* AUSGEWÄHLTER ABSCHNITT *
-=-=-
Jagdszenen in Mügeln: Ein aufgebrachter Mob hetzt eine Handvoll Inder durch die sächsische Kleinstadt, rechtsextreme Parolen skandierend. Bürgermeister Gotthard Deuse verteidigt seine Stadt, weil er Angst hat, Investoren oder Touristen zu verschrecken, auf die er schon seit 17 Jahren wartet. Die Bundespolitik ergeht sich hingegen in Katastrophenstimmung, und prügelt den Gemeindechef, der das Beste will und doch das Falsche tut. Denn richtig ist natürlich, dass man über Rechtsextremismus reden muss. Aber wie? So als wüte die rechte Pest nur jenseits von Werra und Elbe, wie es Politiker im Westen so gern tun? Die Neonazi-Vorwürfe reihen sich ein in eine ganze Kette von Zuschreibungen: Die neuen Bundesländer versauen das Wirtschaftswachstum, belasten die Arbeitslosenstatistik und beschmutzen mit „ihrem“ Rechtsextremismus das schicke neue Image Deutschlands. Gerade, wo dieses neue Spaßdeutschland auf der Klinsiwelle um „Fachkräfte“ aus dem Ausland buhlen will.
Wenn jedoch die „antisemitische, demokratiefeindliche Grundstimmung“ in Bayern stärker ist als in Sachsen – wie es die Netzzeitung unter Berufung auf die Friedrich-Ebert-Stiftung berichtet – wenn das also zutrifft: Warum brechen solche Albträume wie jüngst in Mügeln nicht in bayerischen Kleinstädten aus? Lassen Sie uns mögliche Gründe erörtern.
1. Die Verödung. Gerade im ländlichen Bereich und entlang der polnischen Grenze findet eine regelrechte Flucht nach Westen statt. Es bleiben diejenigen zurück, die nicht abwandern können, weil ihre Ausbildung und ihre Barschaft nicht reichen. Damit einher geht eine kulturelle Verödung, die im Westen kaum vorstellbar ist. In den Wüstungen bieten rechte Kameradschaften und die NPD gerade jungen Menschen oft die einzige Alternative zum Herumhängen.
2. Mangelnde Erfahrungen im Zusammenleben mit Menschen anderer Kulturen. Eine simples Argument. In Frankfurt am Main mit rund einem Viertel ausländischer Bevölkerung lebt man entspannter zusammen als in Frankfurt an der Oder mit gerade einmal 5 Prozent.
-=-=-
* AUSGELESENE ANGABEN *
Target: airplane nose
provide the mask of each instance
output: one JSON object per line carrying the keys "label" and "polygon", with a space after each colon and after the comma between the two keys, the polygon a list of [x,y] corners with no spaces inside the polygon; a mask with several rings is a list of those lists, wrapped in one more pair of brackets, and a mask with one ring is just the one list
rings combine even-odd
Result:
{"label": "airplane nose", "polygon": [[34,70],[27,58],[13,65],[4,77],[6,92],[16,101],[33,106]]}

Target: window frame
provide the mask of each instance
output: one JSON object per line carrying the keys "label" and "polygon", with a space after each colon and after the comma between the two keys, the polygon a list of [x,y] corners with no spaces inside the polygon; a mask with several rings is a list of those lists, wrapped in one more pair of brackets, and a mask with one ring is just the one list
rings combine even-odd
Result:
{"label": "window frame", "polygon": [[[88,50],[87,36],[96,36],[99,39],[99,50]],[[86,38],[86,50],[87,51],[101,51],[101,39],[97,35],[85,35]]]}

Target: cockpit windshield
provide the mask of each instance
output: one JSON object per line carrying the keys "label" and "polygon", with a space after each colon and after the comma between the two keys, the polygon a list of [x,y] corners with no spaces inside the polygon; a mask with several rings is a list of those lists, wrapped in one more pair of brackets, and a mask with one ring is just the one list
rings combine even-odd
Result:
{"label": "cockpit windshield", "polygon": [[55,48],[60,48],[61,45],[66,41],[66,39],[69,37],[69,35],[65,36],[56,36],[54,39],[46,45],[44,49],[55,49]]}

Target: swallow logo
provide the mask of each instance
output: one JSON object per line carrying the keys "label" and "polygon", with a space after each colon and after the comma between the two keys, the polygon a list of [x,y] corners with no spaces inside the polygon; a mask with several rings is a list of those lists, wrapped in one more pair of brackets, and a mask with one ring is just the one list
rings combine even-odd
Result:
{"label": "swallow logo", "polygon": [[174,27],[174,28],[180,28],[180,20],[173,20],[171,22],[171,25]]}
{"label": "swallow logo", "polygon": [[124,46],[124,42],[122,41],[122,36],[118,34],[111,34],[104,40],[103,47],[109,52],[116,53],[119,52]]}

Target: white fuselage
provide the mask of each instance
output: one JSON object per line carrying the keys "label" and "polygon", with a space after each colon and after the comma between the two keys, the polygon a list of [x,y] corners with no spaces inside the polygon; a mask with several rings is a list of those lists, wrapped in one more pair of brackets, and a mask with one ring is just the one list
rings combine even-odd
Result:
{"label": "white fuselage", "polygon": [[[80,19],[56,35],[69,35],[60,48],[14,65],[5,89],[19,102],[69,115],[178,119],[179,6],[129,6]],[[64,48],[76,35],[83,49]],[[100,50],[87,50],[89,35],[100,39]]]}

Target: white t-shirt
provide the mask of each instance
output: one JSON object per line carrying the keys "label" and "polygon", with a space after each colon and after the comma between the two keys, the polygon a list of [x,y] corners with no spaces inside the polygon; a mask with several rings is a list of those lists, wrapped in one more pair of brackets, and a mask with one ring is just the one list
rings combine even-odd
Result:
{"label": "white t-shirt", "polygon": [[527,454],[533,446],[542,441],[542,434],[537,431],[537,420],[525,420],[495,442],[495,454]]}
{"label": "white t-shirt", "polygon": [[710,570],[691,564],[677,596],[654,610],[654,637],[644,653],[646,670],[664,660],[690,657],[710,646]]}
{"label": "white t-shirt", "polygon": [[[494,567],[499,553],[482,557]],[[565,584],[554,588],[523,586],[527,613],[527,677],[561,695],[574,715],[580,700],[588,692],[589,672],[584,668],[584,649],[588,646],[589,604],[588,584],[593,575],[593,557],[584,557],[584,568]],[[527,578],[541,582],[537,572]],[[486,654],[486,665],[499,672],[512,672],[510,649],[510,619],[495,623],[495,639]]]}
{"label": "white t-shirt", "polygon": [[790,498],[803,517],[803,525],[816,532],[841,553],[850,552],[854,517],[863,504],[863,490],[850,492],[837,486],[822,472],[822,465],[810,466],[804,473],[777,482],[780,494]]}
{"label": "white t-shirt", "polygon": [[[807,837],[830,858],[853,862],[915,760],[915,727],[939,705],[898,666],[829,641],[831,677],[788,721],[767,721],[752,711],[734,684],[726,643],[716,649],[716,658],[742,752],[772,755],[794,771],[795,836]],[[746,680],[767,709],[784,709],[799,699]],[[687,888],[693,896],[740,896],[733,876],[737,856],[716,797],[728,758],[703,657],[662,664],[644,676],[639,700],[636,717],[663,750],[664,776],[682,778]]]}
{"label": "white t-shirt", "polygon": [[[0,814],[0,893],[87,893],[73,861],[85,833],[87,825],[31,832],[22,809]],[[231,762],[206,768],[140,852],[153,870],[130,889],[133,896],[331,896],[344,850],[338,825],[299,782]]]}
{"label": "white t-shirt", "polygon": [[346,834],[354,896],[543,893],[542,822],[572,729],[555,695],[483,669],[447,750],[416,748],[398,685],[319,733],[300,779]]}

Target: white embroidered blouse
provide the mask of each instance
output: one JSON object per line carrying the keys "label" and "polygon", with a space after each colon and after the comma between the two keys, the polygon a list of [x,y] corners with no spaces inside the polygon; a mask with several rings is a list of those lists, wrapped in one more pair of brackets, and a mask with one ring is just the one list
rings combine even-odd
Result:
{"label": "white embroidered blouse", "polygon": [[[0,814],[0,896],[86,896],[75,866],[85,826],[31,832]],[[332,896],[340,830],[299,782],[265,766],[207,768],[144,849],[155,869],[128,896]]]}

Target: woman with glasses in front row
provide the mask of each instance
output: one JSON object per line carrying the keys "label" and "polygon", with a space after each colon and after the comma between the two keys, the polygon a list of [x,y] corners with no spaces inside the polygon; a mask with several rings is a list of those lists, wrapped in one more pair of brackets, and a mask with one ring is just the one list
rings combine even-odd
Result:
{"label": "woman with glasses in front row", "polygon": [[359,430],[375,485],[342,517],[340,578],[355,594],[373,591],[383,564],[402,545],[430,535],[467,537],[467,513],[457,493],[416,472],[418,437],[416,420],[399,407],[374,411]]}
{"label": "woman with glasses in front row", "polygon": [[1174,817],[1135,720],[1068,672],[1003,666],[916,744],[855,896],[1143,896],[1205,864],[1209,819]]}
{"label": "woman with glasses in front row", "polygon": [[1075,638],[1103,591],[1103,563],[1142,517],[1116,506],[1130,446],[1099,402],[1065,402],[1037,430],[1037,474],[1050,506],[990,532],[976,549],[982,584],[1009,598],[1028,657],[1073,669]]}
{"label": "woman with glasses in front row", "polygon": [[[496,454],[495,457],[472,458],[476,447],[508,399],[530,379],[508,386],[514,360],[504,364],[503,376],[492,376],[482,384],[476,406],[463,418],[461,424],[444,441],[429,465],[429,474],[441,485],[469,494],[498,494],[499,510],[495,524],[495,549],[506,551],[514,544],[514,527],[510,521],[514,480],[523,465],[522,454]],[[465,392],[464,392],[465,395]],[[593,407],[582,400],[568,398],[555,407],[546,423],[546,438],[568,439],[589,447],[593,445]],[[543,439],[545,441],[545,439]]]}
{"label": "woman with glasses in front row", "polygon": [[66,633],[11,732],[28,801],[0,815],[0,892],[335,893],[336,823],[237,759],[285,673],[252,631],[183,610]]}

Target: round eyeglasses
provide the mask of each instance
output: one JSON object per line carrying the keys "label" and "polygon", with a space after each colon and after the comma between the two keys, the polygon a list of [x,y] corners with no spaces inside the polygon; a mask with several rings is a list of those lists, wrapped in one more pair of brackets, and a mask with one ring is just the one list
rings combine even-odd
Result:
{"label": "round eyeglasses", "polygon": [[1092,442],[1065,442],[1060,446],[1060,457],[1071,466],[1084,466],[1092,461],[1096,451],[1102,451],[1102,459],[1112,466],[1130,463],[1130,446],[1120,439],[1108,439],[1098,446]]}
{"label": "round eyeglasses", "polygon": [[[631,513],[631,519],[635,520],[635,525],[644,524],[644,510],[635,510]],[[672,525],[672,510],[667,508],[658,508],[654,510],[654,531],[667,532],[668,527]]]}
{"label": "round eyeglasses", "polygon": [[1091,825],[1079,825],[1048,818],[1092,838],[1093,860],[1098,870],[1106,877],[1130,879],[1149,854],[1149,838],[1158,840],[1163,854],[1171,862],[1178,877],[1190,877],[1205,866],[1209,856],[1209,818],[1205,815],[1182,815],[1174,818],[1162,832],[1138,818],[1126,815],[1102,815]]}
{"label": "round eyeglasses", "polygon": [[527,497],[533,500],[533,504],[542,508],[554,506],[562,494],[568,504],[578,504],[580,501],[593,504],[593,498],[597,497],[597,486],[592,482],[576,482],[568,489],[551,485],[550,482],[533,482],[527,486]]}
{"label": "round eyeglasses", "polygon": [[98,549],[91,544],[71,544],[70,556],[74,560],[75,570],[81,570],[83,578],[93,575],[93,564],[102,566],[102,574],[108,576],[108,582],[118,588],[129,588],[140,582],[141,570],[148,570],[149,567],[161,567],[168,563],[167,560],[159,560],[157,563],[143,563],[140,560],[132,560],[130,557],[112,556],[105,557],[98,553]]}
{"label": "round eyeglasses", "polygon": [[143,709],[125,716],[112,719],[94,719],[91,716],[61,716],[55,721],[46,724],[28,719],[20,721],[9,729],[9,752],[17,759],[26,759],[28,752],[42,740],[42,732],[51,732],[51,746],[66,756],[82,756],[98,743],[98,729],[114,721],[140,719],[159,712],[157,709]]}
-=-=-
* DEINE AUFGABE *
Wie hoch ist laut dem Text über Mügeln der Anteil der ausländischen Bevölkerung in Frankfurt an der Oder? Die Einträge spielen hierfür keine Rolle.

* ERGEBNIS *
Gerade einmal 5 Prozent.